Source extract:
>>>>

“TICKLE TORTURE!” my brother screamed. He held me down. I struggled to get away. “Stop!” “Tickle torture,” he laughed. He held down both my arms with his one hand above my head. I struggled to get away. He had his other arm free. He tickled me. I shrieked! I was laughing but screaming. “STOP IT!” I cried and struggled to break free.
The Dark Side of Tickling
Before you read this post, I am going to tell you upfront – it may be triggering. This is a story about physical abuse and emotional abuse.
I was tickle tortured. Until I cried. When I complained, I was laughed at. I recently read a post (1988) by Ann Landers. She stated, “I have dealt with this problem before, but tickling is such a well-disguised form of torture that I feel it should be unmasked periodically. Tickling is NOT, repeat NOT, harmless fun. It is a subtle form of sadism.”
What is the definition of tickle torture?
If a bigger, more powerful person uses tickling to force others into submission, this can be considered abusive. There are some individuals who might disagree, however, the truth remains it is a form of torture, here’s why: The Urban Dictionary’s definition of torture includes “to punish, coerce, or afford sadistic pleasure”. Tickling can easily turn into ‘sadistic’ pleasure: (“To derive pleasure or enjoyment from another’s pain. Whether physical or emotional”).
Tickling sets in motion reflexes that cause the body to jerk, lunge, and causes weakness so that the individual cannot defend themselves. In some instances people have lost bladder or bowel function in public, causing embarrassment. In ancient times some groups of Chinese and Middle Eastern cultures used tickling as a form of torture against prisoners.
While tickling can be fun and pleasurable at times, prolonged tickling becomes annoying and turns painful. When a parent uses tickling to dominate or even frighten their children, this sadistic form of torture is abusive.1
In the New York Times article Anatomy of a Tickle Is Serious Business at the Research Lab, Richard Alexander, a biologist said, “Ticklish laughter is not the happy phenomenon that many have assumed it to be…A child can be transformed from laughter into tears by going the tiniest bit too far… [Tickling] does not create a pleasurable feeling—just the outward appearance of one.”
My ears perked up when I read this in the article posted in the Huffington Post.

<<<<

Tasks and exercises:
a. Transcribe the passage of the post on tickling between "I was tickle" and "of tickle torture?", inclusive.
b. According to the post on tickling, what does the Urban Dictionary's definition of torture include? List each one.
c. Resume the post on tickling from where it stops, picking up after its last sentence.

Extracted entries:
>>>>

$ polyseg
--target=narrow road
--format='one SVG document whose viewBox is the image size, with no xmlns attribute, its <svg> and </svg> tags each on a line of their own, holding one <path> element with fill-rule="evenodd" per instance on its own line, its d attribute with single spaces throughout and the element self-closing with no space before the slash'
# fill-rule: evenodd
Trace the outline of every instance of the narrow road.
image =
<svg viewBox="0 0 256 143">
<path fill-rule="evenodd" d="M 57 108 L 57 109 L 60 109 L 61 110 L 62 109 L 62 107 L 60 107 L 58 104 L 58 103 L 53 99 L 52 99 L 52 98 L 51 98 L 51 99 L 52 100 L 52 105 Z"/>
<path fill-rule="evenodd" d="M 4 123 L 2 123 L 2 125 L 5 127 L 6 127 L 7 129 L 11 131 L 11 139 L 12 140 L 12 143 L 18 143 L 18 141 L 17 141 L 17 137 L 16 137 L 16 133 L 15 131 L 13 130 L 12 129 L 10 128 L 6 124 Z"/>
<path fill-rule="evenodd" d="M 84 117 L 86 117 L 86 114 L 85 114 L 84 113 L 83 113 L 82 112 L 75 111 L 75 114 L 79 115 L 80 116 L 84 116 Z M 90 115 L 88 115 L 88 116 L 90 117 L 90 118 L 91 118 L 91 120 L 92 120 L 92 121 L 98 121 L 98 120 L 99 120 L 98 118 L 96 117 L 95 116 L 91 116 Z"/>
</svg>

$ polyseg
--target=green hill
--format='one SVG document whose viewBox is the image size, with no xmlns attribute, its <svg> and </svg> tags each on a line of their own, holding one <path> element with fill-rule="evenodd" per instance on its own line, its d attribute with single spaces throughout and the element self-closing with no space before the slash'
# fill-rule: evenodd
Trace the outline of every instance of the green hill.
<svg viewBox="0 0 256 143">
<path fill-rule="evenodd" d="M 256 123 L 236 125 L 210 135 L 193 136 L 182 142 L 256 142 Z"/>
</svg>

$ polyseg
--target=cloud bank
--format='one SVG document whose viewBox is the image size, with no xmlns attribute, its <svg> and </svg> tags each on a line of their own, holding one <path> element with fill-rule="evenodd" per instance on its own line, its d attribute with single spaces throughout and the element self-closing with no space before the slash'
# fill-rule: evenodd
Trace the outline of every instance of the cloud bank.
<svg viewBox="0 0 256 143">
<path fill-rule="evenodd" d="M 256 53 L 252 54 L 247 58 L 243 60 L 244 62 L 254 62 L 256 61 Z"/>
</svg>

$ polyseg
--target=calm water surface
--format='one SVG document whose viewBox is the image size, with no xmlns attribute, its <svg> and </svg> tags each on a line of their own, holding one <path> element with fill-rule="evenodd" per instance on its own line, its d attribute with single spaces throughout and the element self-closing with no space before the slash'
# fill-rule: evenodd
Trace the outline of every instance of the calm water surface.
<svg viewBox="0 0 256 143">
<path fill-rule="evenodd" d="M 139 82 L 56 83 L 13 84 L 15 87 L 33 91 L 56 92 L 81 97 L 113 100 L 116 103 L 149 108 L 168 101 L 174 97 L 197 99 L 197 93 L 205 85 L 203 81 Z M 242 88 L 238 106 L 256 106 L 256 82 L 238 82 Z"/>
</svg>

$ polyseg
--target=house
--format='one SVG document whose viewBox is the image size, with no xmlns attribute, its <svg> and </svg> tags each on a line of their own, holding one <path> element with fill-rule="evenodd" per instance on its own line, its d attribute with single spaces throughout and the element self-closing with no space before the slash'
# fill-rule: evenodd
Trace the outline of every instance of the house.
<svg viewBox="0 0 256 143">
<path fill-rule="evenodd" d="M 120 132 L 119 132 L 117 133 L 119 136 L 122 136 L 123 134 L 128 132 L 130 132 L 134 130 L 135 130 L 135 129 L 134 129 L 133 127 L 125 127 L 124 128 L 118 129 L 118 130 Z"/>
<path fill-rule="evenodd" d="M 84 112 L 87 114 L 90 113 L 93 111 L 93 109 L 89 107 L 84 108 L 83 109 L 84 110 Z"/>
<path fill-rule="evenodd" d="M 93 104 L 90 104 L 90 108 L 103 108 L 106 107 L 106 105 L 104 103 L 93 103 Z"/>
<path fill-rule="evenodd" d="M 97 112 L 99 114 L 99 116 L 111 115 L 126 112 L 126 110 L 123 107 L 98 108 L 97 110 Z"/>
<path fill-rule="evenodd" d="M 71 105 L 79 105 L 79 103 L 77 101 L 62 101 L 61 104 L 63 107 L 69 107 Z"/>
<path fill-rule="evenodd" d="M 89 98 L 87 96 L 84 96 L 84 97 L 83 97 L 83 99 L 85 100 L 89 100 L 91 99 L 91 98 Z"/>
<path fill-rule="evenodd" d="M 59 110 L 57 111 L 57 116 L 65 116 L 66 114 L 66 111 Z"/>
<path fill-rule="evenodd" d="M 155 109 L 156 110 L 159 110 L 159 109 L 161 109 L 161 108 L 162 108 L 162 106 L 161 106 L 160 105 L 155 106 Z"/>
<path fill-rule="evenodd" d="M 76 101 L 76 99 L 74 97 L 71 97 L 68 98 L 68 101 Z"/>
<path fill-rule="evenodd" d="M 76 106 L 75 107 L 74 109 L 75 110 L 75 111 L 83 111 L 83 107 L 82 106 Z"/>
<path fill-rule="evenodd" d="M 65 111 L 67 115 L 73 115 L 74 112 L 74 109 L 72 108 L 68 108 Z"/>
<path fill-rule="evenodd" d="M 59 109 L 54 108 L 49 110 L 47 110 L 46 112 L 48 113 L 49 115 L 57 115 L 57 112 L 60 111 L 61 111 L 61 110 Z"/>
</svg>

<<<<

Answers provided:
a.
I was tickle tortured. Until I cried. When I complained, I was laughed at. I recently read a post (1988) by Ann Landers. She stated, “I have dealt with this problem before, but tickling is such a well-disguised form of torture that I feel it should be unmasked periodically. Tickling is NOT, repeat NOT, harmless fun. It is a subtle form of sadism.”
What is the definition of tickle torture?

b.
punish
coerce
afford sadistic pleasure

c.
What is the background of tickling? It is called “torture” for a reason.
- It was used by the Chinese in the Han Dynasty. They used this “torture” because it caused suffering and left NO MARKS!
- Ancient Rome used this “torture”. They would soak a person’s feet in salt. Then the goats would lick their feet. People could not get away — they were tied up.
- A Nazi prisoner wrote of a terrible account having this “torture” used on him with a feather.
Tickling has a dark side, and it was used on me. No one can touch my side. I am extremely triggered and sensitive after my childhood physical abuse.
I would hear how I was making a “big deal” of this abuse after I was choking, crying and laughing to try and get away while he held me down. The only way he would let me go is if I told him he was “the greatest”.
A recent article in the Huffington Post stated, “I’d be remiss if I failed to mention that tickling is one of the means used by sexual predators to groom their victims.”
Stop means stop. No means no. Please know — there is a dark side to tickling. And it can be disguised by a bully. Mine was.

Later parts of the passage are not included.